Exercise A: According to the dataset description, what period do the parsed comments cover?
Exercise B: Copy out the part of the dataset description that begins with the words "Additionally" and ends after the words "of your research.".
Exercise C: List every type of emoji-like reaction that the dataset description names.

Excerpt to read:
********************
Hello there!
This is my data, which I've used for my bachelor diploma research in 2024 at HSE University. I have parsed all comments (or you can call them stock twits) from T-pulse threads from 01 JAN 2019 (launch of the platform) to 30 MARCH 2024. A total of 10 tickers were taken: SBER, GAZP, YNDX, TCSG, SGZH, PIKK, RTKM, MVID, KMAZ, BANE. During the chosen period, there were changes in the CCP of the Bank of Russia, the introduction of sanctions by Western countries against the Russian Federation.
Language: Russian (mostly) and English
Columns
- inserted - date of posting of a comment (or post);
- likesCount - amount of likes under comment (or post);
- commentsCount - amount of comments under comment (or post);
- text - raw text of a parsed comment (you should probably clean it from emoji etc);
- reactions_counters - list of dicts with type and amount of reactions under comment. There are emoji-like reactions like "rocket", "like", "dislike", "not-convinced", "buy-up".
Additionally
I have added df_labelled_llm.csv dataset with labelled posts. Around 1000 from each ticker mentioned above, so total is around 10K posts. Labelling was done 90% with LLM and 10% manually for slang posts. You can use this as a starting point of your research.
Areas of application
- Sentiment analysis of stock twits;
- Fine-tuning BERT-based models;
- Testing algotrading strategies based on sentiment analysis;
- Research.
This data was gathered for educational purposes only. No exact names, phone numbers or addresses of the authors of posts/comments were included into the dataset.
********************
Data:
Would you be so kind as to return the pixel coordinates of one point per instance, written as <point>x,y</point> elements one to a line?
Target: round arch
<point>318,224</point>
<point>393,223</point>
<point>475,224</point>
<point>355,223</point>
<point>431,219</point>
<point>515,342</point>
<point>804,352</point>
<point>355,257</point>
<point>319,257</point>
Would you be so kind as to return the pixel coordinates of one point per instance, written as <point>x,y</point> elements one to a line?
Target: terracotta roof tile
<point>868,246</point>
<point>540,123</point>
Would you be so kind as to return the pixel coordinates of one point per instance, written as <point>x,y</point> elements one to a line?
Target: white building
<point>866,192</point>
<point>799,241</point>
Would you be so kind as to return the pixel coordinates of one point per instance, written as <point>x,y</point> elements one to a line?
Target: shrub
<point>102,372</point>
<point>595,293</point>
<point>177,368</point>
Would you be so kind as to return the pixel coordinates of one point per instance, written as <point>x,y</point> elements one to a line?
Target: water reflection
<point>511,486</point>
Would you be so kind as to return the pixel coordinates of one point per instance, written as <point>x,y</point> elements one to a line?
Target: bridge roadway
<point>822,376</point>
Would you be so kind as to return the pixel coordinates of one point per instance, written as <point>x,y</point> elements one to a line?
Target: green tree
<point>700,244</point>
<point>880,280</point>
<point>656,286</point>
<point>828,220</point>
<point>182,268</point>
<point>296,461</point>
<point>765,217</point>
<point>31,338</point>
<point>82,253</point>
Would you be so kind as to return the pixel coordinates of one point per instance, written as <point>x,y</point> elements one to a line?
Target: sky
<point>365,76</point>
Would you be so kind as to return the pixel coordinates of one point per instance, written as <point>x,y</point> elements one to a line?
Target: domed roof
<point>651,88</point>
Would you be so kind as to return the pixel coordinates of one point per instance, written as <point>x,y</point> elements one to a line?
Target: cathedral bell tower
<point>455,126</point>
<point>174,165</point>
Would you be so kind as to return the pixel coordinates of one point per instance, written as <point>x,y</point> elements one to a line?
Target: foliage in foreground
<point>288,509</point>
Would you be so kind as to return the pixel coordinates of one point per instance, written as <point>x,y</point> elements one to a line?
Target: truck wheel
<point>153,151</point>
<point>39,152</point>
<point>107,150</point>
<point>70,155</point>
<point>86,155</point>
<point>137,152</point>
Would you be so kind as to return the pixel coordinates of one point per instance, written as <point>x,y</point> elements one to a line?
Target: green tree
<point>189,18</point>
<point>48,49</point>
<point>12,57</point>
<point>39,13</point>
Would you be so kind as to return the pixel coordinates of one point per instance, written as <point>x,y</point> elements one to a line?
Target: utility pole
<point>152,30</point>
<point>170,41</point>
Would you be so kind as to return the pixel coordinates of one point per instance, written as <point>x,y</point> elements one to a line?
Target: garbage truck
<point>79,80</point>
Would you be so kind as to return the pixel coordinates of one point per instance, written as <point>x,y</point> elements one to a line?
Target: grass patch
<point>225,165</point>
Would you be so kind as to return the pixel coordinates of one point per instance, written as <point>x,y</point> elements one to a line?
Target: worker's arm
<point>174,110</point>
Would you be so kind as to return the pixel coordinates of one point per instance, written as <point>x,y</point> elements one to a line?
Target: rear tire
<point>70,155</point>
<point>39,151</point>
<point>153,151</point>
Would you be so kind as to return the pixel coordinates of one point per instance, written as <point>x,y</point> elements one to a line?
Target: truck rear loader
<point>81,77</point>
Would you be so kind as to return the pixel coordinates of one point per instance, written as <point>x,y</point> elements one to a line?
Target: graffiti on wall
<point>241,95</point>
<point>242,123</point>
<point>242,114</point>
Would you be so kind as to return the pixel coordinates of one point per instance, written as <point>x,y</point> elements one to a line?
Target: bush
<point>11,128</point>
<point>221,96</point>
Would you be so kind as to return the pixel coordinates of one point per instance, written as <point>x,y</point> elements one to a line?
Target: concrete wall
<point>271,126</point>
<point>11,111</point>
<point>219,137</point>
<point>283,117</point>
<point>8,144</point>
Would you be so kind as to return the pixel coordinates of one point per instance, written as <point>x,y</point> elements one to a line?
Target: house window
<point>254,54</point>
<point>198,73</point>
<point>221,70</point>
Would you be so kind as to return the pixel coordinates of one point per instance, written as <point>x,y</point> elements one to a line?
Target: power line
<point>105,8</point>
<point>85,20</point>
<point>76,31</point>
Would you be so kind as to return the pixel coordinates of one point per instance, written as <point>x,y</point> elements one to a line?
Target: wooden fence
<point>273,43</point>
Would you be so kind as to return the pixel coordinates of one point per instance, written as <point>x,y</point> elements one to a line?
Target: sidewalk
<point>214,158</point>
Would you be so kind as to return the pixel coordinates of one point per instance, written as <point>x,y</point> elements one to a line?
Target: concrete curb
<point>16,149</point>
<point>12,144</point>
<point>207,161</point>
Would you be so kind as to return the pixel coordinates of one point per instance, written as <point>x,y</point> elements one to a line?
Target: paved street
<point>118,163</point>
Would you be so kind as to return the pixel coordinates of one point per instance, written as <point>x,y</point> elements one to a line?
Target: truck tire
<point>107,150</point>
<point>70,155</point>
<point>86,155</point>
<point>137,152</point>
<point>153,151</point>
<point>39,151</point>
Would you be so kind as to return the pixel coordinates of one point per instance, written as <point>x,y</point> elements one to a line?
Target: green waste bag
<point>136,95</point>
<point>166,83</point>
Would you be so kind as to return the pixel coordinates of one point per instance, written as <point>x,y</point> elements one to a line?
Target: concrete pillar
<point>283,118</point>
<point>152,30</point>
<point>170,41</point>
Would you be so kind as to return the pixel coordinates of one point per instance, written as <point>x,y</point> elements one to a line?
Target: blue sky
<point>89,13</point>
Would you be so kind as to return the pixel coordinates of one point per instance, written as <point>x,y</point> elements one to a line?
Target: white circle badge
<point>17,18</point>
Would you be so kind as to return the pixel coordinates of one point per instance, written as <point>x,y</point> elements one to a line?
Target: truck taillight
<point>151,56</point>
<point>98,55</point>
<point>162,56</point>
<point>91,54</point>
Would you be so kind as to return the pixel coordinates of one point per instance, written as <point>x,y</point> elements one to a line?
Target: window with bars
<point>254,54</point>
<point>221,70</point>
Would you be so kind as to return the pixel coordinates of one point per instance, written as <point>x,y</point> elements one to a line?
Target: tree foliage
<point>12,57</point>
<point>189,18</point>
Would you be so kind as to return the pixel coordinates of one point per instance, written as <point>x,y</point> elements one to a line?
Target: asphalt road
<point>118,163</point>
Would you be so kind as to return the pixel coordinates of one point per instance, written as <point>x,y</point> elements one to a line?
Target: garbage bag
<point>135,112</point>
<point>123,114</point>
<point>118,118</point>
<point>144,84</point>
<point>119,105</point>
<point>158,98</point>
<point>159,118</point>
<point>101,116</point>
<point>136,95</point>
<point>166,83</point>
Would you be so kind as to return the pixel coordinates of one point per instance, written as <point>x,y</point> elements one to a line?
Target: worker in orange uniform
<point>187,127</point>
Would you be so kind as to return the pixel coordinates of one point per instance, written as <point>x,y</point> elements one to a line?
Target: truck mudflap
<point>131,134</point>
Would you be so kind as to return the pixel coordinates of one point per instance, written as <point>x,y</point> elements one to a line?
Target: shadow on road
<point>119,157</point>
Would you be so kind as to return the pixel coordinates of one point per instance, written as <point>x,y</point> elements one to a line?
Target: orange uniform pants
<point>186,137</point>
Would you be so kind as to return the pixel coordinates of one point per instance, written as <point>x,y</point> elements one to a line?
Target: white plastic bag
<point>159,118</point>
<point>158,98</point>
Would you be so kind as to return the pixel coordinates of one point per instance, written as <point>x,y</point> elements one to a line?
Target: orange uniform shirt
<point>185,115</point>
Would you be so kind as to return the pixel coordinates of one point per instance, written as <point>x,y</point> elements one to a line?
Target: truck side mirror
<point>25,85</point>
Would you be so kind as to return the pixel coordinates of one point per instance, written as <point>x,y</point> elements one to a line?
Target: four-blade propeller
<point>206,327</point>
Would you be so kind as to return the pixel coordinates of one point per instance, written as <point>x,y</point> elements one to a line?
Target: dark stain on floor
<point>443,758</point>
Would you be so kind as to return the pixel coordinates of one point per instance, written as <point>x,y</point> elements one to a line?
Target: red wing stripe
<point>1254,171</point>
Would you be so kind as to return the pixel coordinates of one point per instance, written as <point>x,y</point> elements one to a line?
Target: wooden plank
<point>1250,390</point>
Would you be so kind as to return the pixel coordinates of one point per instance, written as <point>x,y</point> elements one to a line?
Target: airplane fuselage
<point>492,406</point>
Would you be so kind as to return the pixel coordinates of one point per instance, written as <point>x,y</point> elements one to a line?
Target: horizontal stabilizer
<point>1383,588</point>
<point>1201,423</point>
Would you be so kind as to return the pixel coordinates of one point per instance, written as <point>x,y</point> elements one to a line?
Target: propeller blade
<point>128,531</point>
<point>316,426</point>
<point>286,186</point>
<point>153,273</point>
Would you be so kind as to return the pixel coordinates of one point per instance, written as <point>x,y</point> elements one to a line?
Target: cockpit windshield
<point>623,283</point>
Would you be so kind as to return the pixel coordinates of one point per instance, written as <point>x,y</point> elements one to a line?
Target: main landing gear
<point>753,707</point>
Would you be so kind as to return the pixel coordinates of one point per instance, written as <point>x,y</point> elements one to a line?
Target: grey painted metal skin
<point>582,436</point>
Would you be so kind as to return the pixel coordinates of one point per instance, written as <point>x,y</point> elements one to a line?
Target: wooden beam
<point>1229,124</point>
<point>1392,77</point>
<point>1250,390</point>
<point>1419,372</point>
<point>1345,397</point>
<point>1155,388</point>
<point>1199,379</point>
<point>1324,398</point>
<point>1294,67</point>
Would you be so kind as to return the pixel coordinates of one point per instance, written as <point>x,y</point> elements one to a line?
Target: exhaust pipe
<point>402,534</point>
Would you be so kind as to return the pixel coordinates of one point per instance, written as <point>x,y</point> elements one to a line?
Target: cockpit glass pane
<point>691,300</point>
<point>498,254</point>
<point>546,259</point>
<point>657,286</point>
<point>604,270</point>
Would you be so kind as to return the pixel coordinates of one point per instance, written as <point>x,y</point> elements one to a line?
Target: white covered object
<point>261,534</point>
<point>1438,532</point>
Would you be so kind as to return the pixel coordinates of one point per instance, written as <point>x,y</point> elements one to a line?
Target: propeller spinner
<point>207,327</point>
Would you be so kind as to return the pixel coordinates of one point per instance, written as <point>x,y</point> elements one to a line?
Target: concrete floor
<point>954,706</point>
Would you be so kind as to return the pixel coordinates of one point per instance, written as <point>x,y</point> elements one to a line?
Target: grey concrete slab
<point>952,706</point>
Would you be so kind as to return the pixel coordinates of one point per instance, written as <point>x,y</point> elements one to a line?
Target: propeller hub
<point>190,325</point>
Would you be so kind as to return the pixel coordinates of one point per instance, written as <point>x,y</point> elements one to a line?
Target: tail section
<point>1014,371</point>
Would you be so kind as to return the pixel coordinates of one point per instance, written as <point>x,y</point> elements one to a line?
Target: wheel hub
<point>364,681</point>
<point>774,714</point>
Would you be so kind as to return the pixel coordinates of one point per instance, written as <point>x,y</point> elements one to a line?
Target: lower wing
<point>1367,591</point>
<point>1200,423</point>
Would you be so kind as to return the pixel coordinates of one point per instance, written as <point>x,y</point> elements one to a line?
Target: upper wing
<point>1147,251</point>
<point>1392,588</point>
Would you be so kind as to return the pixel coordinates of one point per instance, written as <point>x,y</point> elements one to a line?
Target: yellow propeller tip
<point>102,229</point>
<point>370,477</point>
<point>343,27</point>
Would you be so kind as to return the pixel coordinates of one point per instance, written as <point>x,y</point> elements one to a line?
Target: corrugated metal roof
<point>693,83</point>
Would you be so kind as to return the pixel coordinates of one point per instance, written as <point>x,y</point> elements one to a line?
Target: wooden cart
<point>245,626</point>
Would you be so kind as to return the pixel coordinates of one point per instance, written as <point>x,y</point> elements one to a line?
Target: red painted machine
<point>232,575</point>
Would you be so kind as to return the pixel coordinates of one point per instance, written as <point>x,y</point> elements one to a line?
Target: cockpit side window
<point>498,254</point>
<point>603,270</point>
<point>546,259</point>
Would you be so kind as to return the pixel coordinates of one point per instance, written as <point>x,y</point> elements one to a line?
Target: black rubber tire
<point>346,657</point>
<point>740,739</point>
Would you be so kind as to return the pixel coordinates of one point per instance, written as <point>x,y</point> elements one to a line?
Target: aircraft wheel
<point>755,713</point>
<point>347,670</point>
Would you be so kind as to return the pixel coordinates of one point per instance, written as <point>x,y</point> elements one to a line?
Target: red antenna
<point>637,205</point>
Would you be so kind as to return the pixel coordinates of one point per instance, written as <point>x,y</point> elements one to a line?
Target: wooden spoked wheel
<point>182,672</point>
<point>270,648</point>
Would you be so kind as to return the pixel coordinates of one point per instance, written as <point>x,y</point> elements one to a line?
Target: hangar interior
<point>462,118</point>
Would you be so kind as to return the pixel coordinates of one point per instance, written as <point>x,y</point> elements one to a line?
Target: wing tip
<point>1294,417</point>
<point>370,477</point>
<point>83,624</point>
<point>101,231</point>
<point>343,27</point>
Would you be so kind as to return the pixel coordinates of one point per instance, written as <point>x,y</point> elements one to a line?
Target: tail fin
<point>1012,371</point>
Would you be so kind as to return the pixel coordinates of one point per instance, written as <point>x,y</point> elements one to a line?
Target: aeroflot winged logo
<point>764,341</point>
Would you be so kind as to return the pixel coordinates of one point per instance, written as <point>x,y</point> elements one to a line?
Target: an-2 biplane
********************
Response area A: From 01 JAN 2019 to 30 MARCH 2024.

Response area B:
Additionally
I have added df_labelled_llm.csv dataset with labelled posts. Around 1000 from each ticker mentioned above, so total is around 10K posts. Labelling was done 90% with LLM and 10% manually for slang posts. You can use this as a starting point of your research.

Response area C: rocket, like, dislike, not-convinced, buy-up